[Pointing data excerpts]
==============================

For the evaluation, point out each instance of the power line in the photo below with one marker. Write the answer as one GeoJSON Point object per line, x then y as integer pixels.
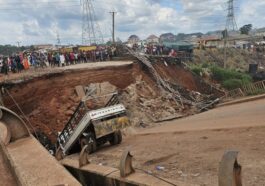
{"type": "Point", "coordinates": [91, 33]}
{"type": "Point", "coordinates": [113, 26]}
{"type": "Point", "coordinates": [230, 19]}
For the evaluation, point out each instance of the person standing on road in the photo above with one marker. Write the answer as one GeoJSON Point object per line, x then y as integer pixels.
{"type": "Point", "coordinates": [4, 69]}
{"type": "Point", "coordinates": [62, 60]}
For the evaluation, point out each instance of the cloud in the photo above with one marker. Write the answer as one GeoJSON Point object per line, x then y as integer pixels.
{"type": "Point", "coordinates": [38, 21]}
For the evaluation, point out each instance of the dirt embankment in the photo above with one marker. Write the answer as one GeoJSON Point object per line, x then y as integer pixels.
{"type": "Point", "coordinates": [50, 100]}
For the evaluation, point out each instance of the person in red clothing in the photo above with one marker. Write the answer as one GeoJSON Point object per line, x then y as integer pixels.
{"type": "Point", "coordinates": [72, 58]}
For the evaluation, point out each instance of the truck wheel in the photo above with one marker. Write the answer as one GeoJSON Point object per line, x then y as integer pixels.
{"type": "Point", "coordinates": [119, 136]}
{"type": "Point", "coordinates": [115, 139]}
{"type": "Point", "coordinates": [91, 144]}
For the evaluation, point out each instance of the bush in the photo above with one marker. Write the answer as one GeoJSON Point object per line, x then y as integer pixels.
{"type": "Point", "coordinates": [222, 75]}
{"type": "Point", "coordinates": [197, 70]}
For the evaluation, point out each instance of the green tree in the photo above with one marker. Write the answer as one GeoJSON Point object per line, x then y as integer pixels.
{"type": "Point", "coordinates": [246, 29]}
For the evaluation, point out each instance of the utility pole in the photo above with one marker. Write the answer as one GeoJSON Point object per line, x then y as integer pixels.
{"type": "Point", "coordinates": [113, 26]}
{"type": "Point", "coordinates": [225, 47]}
{"type": "Point", "coordinates": [91, 33]}
{"type": "Point", "coordinates": [58, 39]}
{"type": "Point", "coordinates": [18, 44]}
{"type": "Point", "coordinates": [230, 18]}
{"type": "Point", "coordinates": [230, 26]}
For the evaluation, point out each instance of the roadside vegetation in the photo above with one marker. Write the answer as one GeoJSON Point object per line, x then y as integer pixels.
{"type": "Point", "coordinates": [229, 79]}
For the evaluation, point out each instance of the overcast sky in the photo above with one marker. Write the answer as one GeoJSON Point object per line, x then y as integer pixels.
{"type": "Point", "coordinates": [38, 21]}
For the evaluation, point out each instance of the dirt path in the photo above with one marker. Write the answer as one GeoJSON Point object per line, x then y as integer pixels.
{"type": "Point", "coordinates": [48, 70]}
{"type": "Point", "coordinates": [6, 177]}
{"type": "Point", "coordinates": [190, 149]}
{"type": "Point", "coordinates": [249, 114]}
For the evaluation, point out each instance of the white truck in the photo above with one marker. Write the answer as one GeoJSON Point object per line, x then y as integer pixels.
{"type": "Point", "coordinates": [91, 127]}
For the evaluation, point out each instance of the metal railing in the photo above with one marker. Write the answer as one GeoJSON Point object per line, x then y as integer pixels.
{"type": "Point", "coordinates": [69, 128]}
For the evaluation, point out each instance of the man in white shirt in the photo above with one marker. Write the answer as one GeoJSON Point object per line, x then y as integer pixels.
{"type": "Point", "coordinates": [62, 60]}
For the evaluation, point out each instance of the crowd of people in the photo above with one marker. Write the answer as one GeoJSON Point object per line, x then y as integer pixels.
{"type": "Point", "coordinates": [152, 49]}
{"type": "Point", "coordinates": [24, 60]}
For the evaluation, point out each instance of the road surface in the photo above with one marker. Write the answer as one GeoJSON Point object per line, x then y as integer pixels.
{"type": "Point", "coordinates": [190, 149]}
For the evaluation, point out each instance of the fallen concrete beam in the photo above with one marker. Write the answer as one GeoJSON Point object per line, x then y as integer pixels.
{"type": "Point", "coordinates": [28, 161]}
{"type": "Point", "coordinates": [35, 166]}
{"type": "Point", "coordinates": [103, 175]}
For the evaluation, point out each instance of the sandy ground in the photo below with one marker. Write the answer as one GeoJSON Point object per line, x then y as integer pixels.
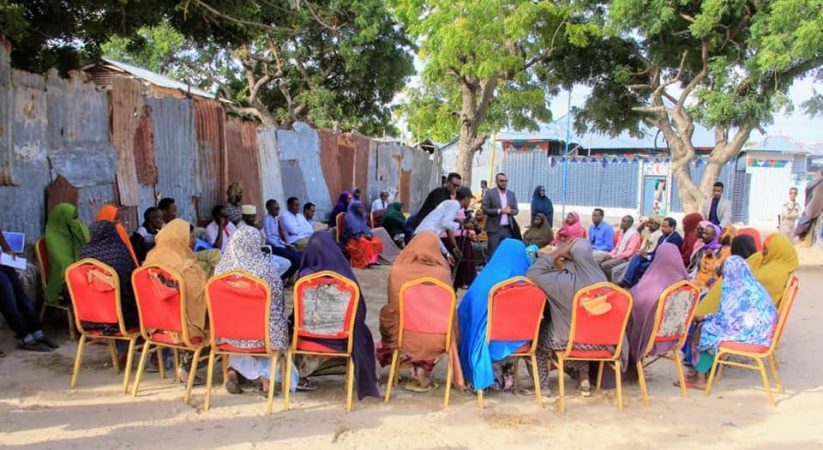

==============================

Please rewrite every line of the listing with "one marker" swapped for "a single marker" and nothing else changed. Leave the pictures out.

For the evaluation, point out each instance of the power line in the photo below with a single marker. Write the answer as one GeoJSON Point object per line, x then y as integer pixels.
{"type": "Point", "coordinates": [91, 33]}
{"type": "Point", "coordinates": [113, 26]}
{"type": "Point", "coordinates": [230, 19]}
For the evaluation, point out each instance of the person standing on road in the photo above with a single marker. Write the answer as one GeoJSON Point object per line, x then y as integer pixels.
{"type": "Point", "coordinates": [4, 69]}
{"type": "Point", "coordinates": [62, 60]}
For the evaluation, point out each instance of the cloud in the photo above with a single marker. Write the answer as one GeoJSON Point object per line, x then y as integer pixels.
{"type": "Point", "coordinates": [38, 21]}
For the evaluation, point out each instance of the dirt embankment in the photo above with a single marker. Write the answer as one GeoJSON Point object per line, x then y as integer pixels.
{"type": "Point", "coordinates": [50, 100]}
For the evaluation, point out each instance of the person in red clothing in the photo above with a single marker. Write the answer as one GeoJSON Point object per line, x then y as integer pixels.
{"type": "Point", "coordinates": [72, 58]}
For the evaluation, point out each instance of the truck wheel in the photo above with a single marker. Write the answer as one GeoJSON Point object per line, x then y as integer pixels.
{"type": "Point", "coordinates": [119, 136]}
{"type": "Point", "coordinates": [115, 139]}
{"type": "Point", "coordinates": [91, 144]}
For the evaluation, point out each instance of the bush in the photo above with a single marker. Write the answer as one GeoJSON Point object per line, x then y as integer pixels.
{"type": "Point", "coordinates": [222, 75]}
{"type": "Point", "coordinates": [197, 70]}
For the evaluation, point out each instance of the green tree in the photo above with a single marker. Write the answer as one GeoJSON Point object per line, x then y as integer pixels.
{"type": "Point", "coordinates": [246, 29]}
For the evaluation, point out each instance of the utility pole in the photo above with a single marker. Write the answer as one GeoJSON Point object per line, x then y as integer pixels.
{"type": "Point", "coordinates": [113, 26]}
{"type": "Point", "coordinates": [225, 47]}
{"type": "Point", "coordinates": [91, 33]}
{"type": "Point", "coordinates": [58, 39]}
{"type": "Point", "coordinates": [18, 44]}
{"type": "Point", "coordinates": [230, 18]}
{"type": "Point", "coordinates": [230, 26]}
For the evaluation, point out each instance of the roadside vegetation in the photo above with a single marker. Write the answer as one GeoJSON Point object per line, x then y as integer pixels.
{"type": "Point", "coordinates": [229, 79]}
For the evaluation, point out each instance of the overcast sky in the photo above with a single marker. Write the answer as one GeoJSON Point object per line, x then y as integer pixels.
{"type": "Point", "coordinates": [38, 21]}
For the evaluation, point out each instance of the dirt path in the photo above with a single marker. Write the answer as one GeoJSON Point object per line, x then y as integer pixels.
{"type": "Point", "coordinates": [48, 70]}
{"type": "Point", "coordinates": [6, 177]}
{"type": "Point", "coordinates": [190, 149]}
{"type": "Point", "coordinates": [249, 114]}
For the evaluation, point out each instance of the white truck in the photo above with a single marker. Write the answer as one GeoJSON Point object per line, x then y as integer pixels.
{"type": "Point", "coordinates": [91, 127]}
For the evaluation, point out each instance of the metal railing in the photo above with a single marker. Write the answer as one GeoJSON Point object per line, x then y as integer pixels.
{"type": "Point", "coordinates": [69, 128]}
For the evaluation, point out each instance of the man in white shirt in the photo above with a single marker. Write the answer as one GeoJSON Point object per line, x then y as integer pixels.
{"type": "Point", "coordinates": [62, 60]}
For the evaluation, point out each instance of the crowd of people in the photo above with a single marker. Write the answer as one GeoJSON Point object per line, x then y as integer pixels.
{"type": "Point", "coordinates": [152, 49]}
{"type": "Point", "coordinates": [24, 60]}
For the evaluation, point out each instance of the road surface in the photo above with a single marker. Write the answer as one GeoJSON Point object per line, x then y as integer pixels.
{"type": "Point", "coordinates": [190, 149]}
For the evaluation, point out each instance of the fallen concrete beam in the photo above with a single marker. Write the answer as one GeoJSON Point object per line, x then y as integer pixels.
{"type": "Point", "coordinates": [28, 161]}
{"type": "Point", "coordinates": [35, 166]}
{"type": "Point", "coordinates": [103, 175]}
For the evaluation, point out each instance of the sandy ground in the photo below with a single marker. Write the answer as one GeoJSON Point object per line, x then y as integer pixels.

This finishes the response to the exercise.